PASSAGE GIVEN
-- Start --

If there was ever a new version it would just be to pass
up extra data. Existing apps would still work they just wouldn't
get to see the new additional data. Perhaps the doc isn't
clear here.

> I don't think it is confusing. But I guess it is subjective :-)

Yes :)

> Where is the example? It seems that IPMP is only mentioned in
> section 3.2.

It's also in the introduction but it sounds like you want an actual example
of using snoop on the ipmp device in /dev/ipnet?

Thanks

Phil
_______________________________________________
networking-discuss mailing list
networking-discuss at opensolaris dot org



kcpoon

Posts: 630
From: HK

Registered: 3/9/05
Re: Re: Clearview IP-Level Observability Devices design review (due 11/8)
Posted: Nov 18, 2005 9:23 AM   in response to: philk

  Click to reply to this thread Reply

Philip Kirk - Solaris Sustaining wrote:

> I might have misunderstood you but it sounds like you think that
> snooping on the devices in /dev/ipnet also has an effect on the real
> NIC. This isn't the case. Setting DL_PROMISC_PHYS on a device in
> /dev/ipnet only effects what this device will pass up. The real NIC
> isn't touched at all. As for the hook placement I've already agreed
> this is something we need to look at again for several reasons.


So are you saying that DL_PROMISC_PHYS is just a no-op?


> No you will see inter and intra machine packets. Given the
> devices provide visibility at the IP layer I'm not sure why
> you would expect to see ARP traffic as well. Although the
> device names are based on the real device name I'd have
> hoped placing them in /dev/ipnet makes it clear these
> devices are different and that what access to packets they
> provide is also different.


This is the confusion I tried to raise. I don't think it
is a good idea to use a real device name for capturing
traffic which may not even "go through" the device at all.
What I tried to ask if this project should just limit itself
to the original big goal, capturing intra machine traffic
only.


> In what way do you think the current design doesn't
> work for inter machine traffic?


It is not "not working." It is confusing. So the scheme can
have both "snoop -d hme0" and "snoop -I hme0" and we expect
the user to understand the subtle difference between the two?
Even after the placement of hooks is made more logical, it is
still confusing IMHO. I'd suggest the project team to rethink
the naming scheme if the team really wants to extend this project
to include more than intra machine traffic. (I also hope that
there is no new MAC type :-) And for intra machine traffic,
I hope the new device name can have zone info in it.


> If there was ever a new version it would just be to pass
> up extra data. Existing apps would still work they just wouldn't
> get to see the new additional data. Perhaps the doc isn't
> clear here.

-- End --

RECORDED INFORMATION
-- Start --

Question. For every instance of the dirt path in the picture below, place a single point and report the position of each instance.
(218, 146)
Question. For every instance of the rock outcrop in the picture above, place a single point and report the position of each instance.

-- End --

TASK DIRECTIONS
Rewrite the stretch of the Clearview design review thread from "Philip Kirk - Solaris" through "just a no-op?", swapping every "NIC" for "network interface card".

RESULT
Philip Kirk - Solaris Sustaining wrote:

> I might have misunderstood you but it sounds like you think that
> snooping on the devices in /dev/ipnet also has an effect on the real
> network interface card. This isn't the case. Setting DL_PROMISC_PHYS on a device in
> /dev/ipnet only effects what this device will pass up. The real network interface card
> isn't touched at all. As for the hook placement I've already agreed
> this is something we need to look at again for several reasons.


So are you saying that DL_PROMISC_PHYS is just a no-op?